[SELECTED PASSAGE]
International Venice – Student Program Promotes Participation in EU Politics

Anna Lodeserto

We recently had the opportunity to meet Giovanni Gereschi, a Councillor and Board Member of the student organisation, the Venice Diplomatic Society, and Mila Bjekić, the organisation’s President, to talk about their work at the VDS, as well as the opportunities for students after university life in Venice. Our conversation follows.

Would you please explain to our readers what the Venice Diplomatic Society is, and what its future value could be for the international dimension of the city?

Giovanni – The Venice Diplomatic Society is a student organisation affiliated with the Ca’ Foscari University of Venice. Established in 2015, it is a relatively new entity, though it has become well-established through partnerships with VIU – Venice International University and the Europe Direct of the Municipality of Venice. We have collaborators who help organise our activities, particularly our biggest event, the Venice University’s Model European Union – also known as “VeUMEU” – which is held annually during the Europe Week celebrated in May. While our main aim is to empower students, anyone can be part of our network as there are no membership restrictions.

Mila – The Venice Diplomatic Society, at its core, strives to enhance the university experience not only for International Relations students but many others as well. We achieve this by engaging in projects and events that put into practice the knowledge gained from an International Relations degree. It can be considered almost like a year-long internship.”

[CHALLENGE]
Can you continue the Venice Diplomatic Society interview from the point where it ends?

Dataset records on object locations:
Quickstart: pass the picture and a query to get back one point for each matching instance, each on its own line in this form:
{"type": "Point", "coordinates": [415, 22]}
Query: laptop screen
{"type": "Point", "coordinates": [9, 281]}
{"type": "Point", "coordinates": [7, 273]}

[ANSWER FOR THIS EXERCISE]
Giovanni explains further: the Venice Diplomatic Society aims to create a space where students and young people can freely learn about and debate topics in the international dimensions of politics, economics, and law. This includes international relations, diplomacy, international law and international economics. We have a strong multidisciplinary and interdisciplinary focus, encompassing international, European, and national perspectives. Our interests being so broad, we organise a wide spectrum of activities to reflect them and provide space for participation as there are yet not many opportunities in Venice for discussion on such topics. Specifically, we organise debates, publish articles on our blog, and run a programme called “VDS@School” as part of the “Percorsi per le Competenze Trasversali e per l’Orientamento” (PCTO), a governmental initiative targeting students in the last three years of high school at the national level. This programme allows them to gain basic, yet hands-on knowledge in public institutions, or private companies, helping them better understand their vocations and talents, and consequently guiding their future choices after school. We designed this programme specifically for school groups from Italy. As part of this, we visit high schools in Venice or the rest of the Veneto region to simulate the knowledge transfer of the decision-making process of the United Nations.

You mentioned Venice University’s Model European Union, which is generally held during Europe Week. This year’s edition just concluded. Could you explain in more detail how this works?

First of all, VeUMEU is a simulation of the EU legislative and decision-making process, specifically focusing on the two institutions responsible for debating and approving legislation: the European Parliament and the Council of the European Union. These simulations are based on real-life legislative proposals from the European Commission. This year, we debated two topics at the forefront of the European political agenda: the regulation on asylum and migration management, in particular the new Pact on Migration and Asylum voted by the European Parliament on 10 April 2024 then formally adopted by the Council of the EU on 14 May 2024, and the directive on empowering consumers for the Green Transition approved by the Council 20 February 2024.

The event is organised by the Venice Diplomatic Society in cooperation with Venice International University (VIU), a consortium of universities based in San Servolo. Several universities are part of this consortium, including Ca’ Foscari University of Venice, and we reserve spots at our events for applicants from these institutions who can apply for simulation positions as members of the European Parliament or Ministers in the Council.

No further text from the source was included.